→ **What is required**:
Will you retype the entries below, everything from the line containing "Please annotate the cypress" down to the last line, with both ends included and nothing else?

→ **Object position labeling entries**:
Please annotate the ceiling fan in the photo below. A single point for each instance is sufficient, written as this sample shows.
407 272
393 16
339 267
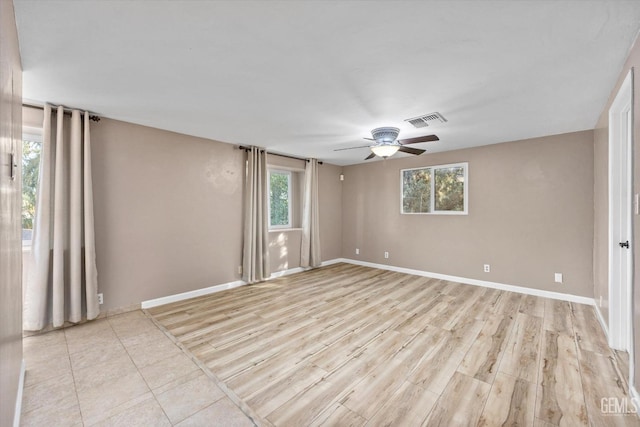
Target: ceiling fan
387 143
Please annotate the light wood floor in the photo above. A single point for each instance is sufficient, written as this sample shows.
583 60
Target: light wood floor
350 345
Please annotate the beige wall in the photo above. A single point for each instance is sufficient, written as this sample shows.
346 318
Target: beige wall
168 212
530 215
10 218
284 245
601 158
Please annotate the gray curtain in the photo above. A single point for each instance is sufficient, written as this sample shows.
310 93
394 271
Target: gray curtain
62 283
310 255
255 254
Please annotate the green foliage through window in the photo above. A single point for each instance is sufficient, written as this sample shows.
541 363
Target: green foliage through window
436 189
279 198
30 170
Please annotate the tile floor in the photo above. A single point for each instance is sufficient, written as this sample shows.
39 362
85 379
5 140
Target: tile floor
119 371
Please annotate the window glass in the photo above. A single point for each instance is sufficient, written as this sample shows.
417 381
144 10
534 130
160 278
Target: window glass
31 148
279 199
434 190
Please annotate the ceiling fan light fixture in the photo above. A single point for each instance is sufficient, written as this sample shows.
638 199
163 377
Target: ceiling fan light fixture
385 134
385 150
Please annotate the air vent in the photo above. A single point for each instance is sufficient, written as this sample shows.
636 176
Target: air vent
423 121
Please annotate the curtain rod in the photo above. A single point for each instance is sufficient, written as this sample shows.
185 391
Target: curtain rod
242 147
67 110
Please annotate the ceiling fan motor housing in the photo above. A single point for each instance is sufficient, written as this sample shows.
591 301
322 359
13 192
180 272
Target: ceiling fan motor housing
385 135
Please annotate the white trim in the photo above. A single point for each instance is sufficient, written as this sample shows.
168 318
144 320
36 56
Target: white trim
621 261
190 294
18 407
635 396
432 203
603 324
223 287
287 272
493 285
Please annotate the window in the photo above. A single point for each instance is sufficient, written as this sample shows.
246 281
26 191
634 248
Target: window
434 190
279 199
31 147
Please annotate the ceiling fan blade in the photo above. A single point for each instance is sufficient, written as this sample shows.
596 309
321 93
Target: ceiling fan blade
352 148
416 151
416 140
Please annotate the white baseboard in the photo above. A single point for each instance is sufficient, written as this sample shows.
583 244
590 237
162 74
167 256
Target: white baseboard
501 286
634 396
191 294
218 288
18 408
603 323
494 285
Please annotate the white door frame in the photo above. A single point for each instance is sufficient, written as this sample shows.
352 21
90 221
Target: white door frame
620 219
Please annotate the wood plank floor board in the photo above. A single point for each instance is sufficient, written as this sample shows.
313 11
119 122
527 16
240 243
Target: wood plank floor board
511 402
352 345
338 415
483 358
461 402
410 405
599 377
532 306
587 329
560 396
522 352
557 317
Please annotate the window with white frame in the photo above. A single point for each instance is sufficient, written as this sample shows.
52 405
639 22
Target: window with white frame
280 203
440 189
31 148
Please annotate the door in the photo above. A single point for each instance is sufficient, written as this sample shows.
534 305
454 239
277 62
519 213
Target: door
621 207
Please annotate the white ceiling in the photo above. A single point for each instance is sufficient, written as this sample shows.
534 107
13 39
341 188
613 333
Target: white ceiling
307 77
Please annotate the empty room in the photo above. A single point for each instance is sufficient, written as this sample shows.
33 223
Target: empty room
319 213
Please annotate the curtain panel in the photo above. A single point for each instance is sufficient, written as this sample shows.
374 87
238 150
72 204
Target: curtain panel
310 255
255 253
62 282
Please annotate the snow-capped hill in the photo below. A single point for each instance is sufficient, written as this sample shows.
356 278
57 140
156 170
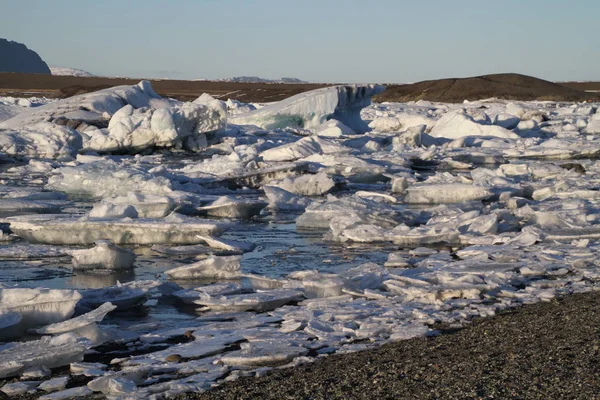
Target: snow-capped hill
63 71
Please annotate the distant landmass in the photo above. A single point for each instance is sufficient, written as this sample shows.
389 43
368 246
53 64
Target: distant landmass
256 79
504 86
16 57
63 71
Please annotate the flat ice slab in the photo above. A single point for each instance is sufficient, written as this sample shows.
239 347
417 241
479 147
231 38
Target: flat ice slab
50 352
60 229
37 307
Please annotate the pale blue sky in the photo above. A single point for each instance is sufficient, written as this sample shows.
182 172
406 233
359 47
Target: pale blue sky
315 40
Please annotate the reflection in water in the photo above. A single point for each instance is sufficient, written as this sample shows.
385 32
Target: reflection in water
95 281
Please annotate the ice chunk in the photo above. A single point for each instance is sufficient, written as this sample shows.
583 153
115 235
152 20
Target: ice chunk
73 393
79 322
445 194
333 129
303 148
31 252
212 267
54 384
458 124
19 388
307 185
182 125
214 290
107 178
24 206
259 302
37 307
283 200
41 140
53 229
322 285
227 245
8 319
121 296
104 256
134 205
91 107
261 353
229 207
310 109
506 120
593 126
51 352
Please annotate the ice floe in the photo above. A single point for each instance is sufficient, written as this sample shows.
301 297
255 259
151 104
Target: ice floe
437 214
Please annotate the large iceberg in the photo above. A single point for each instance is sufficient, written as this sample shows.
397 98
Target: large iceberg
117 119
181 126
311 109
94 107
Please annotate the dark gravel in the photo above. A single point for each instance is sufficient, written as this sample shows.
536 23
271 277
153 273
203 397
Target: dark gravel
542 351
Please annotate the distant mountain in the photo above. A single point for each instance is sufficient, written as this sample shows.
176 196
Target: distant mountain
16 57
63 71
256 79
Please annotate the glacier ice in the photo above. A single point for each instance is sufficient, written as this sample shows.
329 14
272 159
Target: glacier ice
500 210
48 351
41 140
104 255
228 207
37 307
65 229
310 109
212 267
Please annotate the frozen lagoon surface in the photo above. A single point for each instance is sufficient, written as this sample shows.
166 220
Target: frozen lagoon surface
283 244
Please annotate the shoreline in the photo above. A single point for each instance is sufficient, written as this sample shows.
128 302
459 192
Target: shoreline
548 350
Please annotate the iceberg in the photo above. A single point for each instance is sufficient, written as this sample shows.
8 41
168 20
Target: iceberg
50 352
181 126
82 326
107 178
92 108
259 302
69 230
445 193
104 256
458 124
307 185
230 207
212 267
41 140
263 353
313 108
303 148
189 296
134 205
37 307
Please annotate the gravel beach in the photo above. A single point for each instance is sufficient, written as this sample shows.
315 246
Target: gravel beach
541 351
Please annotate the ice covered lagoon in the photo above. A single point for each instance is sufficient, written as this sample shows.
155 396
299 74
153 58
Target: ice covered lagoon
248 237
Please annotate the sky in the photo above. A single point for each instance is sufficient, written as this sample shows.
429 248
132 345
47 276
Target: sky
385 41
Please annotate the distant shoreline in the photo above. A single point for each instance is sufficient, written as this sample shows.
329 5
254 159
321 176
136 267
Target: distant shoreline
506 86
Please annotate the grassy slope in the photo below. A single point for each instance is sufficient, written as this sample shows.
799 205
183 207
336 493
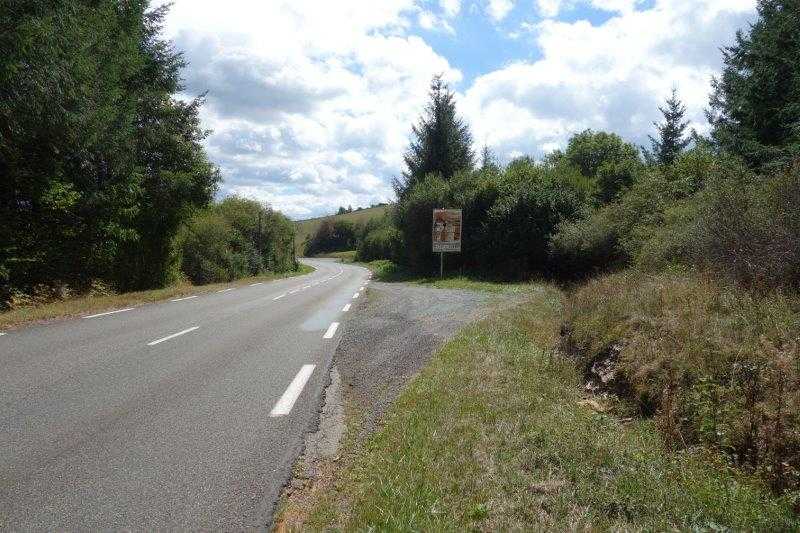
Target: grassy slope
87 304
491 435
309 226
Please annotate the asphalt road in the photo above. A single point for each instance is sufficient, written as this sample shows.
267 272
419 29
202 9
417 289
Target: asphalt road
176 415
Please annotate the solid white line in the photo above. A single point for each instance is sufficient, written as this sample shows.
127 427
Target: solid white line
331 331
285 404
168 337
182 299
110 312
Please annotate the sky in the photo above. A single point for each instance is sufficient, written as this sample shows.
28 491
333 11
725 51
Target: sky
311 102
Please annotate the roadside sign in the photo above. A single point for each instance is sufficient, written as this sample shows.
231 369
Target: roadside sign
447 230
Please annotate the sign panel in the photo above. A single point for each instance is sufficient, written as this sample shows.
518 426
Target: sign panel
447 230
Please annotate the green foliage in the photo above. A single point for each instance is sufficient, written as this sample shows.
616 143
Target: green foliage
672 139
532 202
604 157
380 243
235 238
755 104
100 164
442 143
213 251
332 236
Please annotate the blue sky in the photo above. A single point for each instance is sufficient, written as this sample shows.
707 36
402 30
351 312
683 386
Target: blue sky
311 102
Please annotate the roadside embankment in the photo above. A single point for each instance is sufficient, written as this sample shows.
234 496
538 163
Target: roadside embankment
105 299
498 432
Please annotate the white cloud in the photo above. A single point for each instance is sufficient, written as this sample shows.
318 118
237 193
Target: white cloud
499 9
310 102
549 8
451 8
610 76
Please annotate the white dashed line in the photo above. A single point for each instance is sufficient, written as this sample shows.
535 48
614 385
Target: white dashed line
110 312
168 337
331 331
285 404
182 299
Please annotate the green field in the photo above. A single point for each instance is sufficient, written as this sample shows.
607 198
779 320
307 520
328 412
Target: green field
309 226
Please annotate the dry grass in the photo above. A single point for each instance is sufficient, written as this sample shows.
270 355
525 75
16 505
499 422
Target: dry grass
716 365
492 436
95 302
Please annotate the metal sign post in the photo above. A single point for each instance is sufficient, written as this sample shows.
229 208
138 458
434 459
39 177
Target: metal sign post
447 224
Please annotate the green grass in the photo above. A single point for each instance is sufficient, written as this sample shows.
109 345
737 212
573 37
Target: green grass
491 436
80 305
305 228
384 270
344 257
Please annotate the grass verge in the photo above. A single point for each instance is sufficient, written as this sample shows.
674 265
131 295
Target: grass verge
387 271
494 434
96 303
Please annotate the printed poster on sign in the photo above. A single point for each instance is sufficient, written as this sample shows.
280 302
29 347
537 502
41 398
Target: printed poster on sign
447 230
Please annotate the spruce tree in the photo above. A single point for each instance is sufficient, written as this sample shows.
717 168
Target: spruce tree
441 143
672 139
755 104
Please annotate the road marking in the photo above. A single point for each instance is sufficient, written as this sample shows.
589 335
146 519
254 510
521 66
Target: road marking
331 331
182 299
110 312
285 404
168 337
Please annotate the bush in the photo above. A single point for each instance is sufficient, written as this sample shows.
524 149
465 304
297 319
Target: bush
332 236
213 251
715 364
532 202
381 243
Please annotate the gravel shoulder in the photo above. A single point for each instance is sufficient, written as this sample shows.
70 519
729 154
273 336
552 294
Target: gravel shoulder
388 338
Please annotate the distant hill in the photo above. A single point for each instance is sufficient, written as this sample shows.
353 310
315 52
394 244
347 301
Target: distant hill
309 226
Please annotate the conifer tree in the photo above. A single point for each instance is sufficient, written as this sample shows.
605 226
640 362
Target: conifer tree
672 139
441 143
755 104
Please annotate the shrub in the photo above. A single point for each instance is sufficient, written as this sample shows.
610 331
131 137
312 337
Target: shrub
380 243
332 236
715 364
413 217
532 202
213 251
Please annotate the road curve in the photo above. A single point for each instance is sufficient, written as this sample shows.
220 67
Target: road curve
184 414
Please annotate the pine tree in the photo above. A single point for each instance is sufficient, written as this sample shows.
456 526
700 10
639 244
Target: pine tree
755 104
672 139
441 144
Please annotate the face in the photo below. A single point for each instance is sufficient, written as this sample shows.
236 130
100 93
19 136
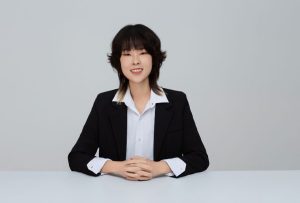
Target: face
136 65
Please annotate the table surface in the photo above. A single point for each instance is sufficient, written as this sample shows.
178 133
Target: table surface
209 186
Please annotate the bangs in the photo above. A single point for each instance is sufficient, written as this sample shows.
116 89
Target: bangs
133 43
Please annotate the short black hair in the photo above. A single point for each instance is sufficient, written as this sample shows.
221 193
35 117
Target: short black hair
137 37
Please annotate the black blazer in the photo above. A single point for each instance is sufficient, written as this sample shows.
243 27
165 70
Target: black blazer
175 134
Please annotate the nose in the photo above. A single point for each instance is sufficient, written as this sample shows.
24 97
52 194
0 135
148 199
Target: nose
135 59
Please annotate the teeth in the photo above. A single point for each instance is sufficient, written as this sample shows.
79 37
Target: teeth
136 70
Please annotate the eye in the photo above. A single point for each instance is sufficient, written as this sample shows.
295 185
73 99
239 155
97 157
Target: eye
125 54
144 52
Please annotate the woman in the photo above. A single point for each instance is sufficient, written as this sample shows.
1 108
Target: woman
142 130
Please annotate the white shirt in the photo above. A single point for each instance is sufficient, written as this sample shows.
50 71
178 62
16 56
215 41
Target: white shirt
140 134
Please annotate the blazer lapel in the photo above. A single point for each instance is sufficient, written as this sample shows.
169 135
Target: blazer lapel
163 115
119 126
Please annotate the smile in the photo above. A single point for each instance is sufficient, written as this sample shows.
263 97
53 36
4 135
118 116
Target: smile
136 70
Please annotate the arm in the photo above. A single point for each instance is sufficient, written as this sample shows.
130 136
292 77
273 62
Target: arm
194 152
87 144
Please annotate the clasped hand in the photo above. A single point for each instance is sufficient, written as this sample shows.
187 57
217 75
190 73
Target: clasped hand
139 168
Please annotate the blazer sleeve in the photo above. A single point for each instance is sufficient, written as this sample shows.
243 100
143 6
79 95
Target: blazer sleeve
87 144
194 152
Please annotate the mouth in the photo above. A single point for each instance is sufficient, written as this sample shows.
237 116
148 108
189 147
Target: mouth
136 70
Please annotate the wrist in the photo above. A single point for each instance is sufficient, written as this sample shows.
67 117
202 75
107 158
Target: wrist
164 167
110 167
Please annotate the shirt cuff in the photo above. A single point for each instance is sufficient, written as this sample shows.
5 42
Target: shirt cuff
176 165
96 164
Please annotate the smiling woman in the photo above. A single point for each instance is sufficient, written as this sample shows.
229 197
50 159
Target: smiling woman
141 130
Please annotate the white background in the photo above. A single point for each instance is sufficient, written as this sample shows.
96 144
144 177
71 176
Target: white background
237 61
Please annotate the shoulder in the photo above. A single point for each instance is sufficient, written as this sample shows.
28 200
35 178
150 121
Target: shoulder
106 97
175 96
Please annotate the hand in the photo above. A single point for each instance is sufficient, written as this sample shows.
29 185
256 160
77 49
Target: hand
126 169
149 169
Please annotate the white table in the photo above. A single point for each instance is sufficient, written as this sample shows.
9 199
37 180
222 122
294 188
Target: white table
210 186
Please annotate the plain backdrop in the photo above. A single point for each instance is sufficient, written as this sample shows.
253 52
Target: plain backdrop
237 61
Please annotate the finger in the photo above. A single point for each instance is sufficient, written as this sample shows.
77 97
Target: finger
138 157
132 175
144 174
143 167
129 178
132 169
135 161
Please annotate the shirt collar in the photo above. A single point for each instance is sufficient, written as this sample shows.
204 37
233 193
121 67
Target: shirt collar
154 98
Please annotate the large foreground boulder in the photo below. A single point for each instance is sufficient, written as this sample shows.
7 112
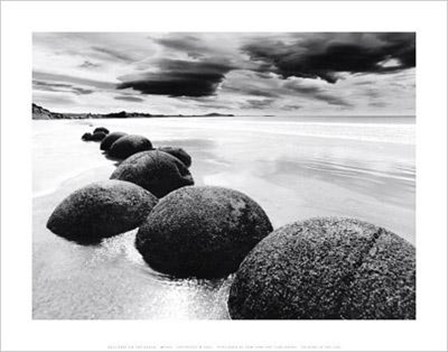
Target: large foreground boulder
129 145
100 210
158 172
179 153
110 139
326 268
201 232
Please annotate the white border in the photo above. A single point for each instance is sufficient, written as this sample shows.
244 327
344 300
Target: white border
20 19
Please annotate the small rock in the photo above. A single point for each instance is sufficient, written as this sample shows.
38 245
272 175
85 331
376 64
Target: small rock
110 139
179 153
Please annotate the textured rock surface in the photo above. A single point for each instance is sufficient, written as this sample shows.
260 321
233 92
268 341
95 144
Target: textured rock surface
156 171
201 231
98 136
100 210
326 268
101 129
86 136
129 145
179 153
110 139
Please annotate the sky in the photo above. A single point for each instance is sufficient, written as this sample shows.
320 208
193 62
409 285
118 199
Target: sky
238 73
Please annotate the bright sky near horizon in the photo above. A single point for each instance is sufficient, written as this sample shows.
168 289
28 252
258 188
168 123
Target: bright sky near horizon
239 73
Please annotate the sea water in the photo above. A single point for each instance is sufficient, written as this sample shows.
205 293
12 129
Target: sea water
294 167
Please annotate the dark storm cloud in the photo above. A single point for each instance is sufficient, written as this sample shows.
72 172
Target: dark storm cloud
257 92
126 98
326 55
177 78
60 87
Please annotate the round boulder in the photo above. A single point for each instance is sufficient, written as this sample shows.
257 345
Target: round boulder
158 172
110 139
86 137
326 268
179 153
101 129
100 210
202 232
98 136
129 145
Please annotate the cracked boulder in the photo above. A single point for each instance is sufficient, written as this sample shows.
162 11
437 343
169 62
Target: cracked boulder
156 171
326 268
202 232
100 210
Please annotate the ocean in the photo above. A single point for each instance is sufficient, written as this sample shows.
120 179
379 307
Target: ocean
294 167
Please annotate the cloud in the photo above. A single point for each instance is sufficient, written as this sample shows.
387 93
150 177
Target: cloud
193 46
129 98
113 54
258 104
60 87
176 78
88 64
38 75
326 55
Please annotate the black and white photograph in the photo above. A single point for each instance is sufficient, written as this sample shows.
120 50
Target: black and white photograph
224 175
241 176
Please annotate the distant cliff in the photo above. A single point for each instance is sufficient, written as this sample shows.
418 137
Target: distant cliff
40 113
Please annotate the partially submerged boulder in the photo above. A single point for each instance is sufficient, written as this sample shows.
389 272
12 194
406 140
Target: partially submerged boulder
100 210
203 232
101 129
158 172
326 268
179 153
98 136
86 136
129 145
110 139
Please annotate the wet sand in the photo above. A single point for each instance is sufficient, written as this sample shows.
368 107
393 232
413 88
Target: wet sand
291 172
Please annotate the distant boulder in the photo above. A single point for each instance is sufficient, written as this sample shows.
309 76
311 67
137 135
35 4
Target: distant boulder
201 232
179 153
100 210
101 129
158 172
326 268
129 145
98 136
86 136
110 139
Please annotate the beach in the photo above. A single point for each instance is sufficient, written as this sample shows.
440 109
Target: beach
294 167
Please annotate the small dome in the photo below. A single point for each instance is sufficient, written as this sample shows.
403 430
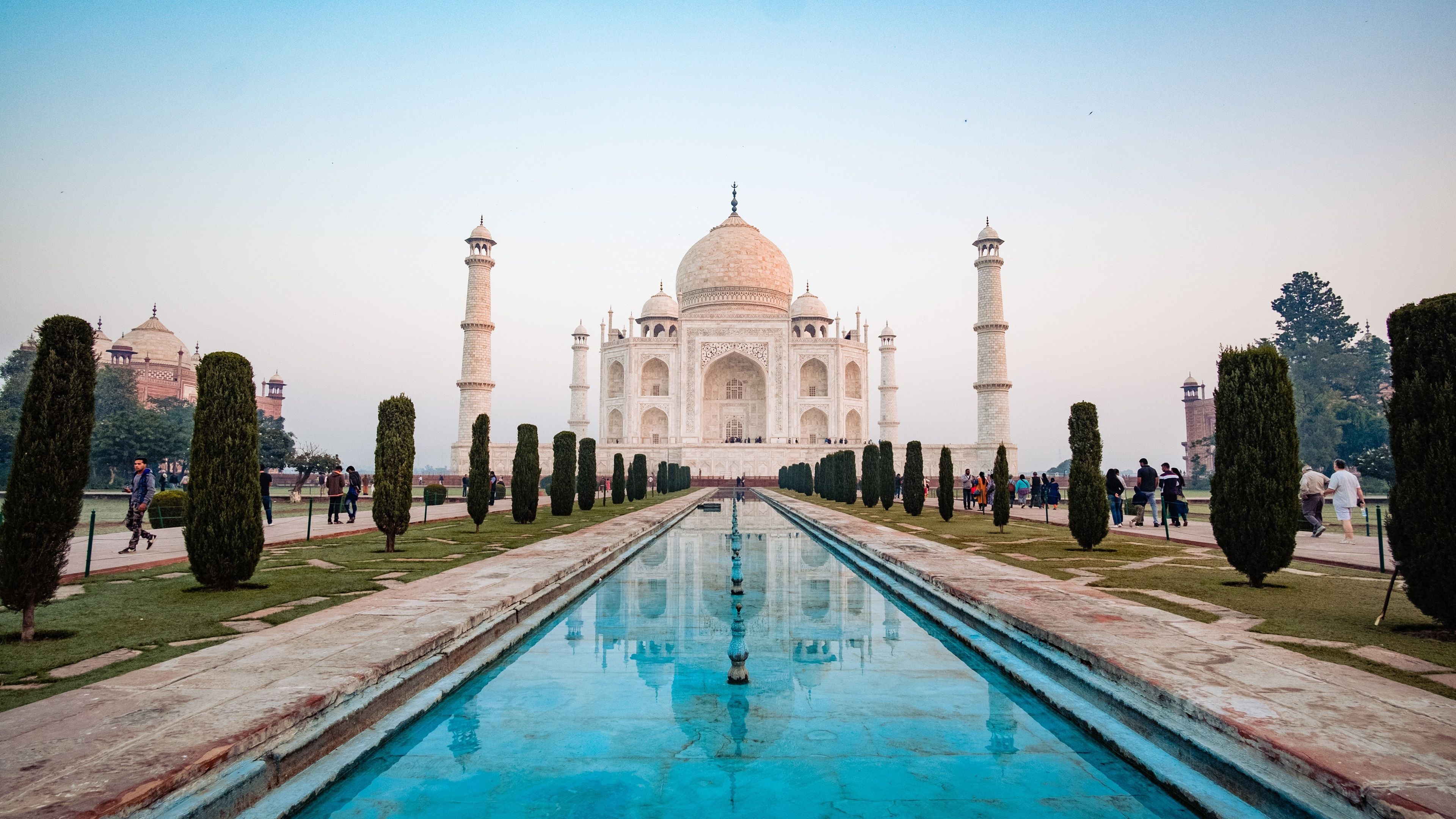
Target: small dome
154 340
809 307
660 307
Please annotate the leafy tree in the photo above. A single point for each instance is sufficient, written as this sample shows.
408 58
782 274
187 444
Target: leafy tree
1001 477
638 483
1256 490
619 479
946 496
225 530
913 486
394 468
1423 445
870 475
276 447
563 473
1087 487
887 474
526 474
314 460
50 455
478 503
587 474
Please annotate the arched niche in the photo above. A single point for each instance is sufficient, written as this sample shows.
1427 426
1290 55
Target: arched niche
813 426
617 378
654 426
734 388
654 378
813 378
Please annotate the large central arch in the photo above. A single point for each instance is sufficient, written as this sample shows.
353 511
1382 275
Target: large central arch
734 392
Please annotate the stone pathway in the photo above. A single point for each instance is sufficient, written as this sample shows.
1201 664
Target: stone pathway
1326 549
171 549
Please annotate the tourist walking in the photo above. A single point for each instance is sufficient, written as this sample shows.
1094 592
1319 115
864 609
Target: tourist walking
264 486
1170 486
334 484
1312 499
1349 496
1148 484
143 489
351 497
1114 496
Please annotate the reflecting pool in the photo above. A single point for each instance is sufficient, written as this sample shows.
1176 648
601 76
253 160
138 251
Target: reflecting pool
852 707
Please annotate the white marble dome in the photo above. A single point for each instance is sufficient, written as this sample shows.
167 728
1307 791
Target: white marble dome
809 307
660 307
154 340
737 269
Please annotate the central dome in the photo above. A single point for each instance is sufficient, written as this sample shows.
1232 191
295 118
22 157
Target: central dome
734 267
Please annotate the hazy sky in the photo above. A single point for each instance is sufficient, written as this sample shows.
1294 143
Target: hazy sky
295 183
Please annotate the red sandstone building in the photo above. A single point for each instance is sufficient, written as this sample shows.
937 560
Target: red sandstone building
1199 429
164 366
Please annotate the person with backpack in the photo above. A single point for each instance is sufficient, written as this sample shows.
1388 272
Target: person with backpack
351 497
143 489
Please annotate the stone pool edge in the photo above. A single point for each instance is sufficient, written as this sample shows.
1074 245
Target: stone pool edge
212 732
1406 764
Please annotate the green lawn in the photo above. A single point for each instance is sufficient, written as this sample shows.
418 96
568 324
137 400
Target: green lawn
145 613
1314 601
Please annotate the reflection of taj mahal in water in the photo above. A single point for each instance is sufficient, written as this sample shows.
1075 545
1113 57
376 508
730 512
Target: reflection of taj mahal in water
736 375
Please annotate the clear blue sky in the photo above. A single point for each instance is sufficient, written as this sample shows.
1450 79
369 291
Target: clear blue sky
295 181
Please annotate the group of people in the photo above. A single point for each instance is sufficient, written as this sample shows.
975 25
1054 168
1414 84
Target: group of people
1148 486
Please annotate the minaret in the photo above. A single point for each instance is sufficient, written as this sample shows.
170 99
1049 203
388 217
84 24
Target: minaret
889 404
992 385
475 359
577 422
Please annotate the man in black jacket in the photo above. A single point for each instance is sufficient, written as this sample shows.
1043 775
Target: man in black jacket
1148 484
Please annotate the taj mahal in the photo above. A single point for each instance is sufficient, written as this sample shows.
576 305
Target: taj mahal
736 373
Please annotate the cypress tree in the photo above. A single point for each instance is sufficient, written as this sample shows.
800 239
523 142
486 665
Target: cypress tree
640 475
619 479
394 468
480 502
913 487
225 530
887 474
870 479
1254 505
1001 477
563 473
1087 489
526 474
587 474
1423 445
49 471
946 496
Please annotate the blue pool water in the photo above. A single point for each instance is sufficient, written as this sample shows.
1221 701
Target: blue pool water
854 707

→ **Problem solution**:
Please annotate the cypress tree in the photo above. A single point for each instance is sufficient, written as this sample shows.
800 239
523 142
486 665
Target: cypress tree
640 475
619 479
394 468
480 502
913 487
225 530
887 474
870 479
1254 505
1001 477
563 473
1087 489
526 474
587 474
1423 445
49 471
946 496
Please annotate the blue pool water in the photo above. A single point for each instance is sufficient, written as this sample shows.
1221 701
Target: blue pool water
854 707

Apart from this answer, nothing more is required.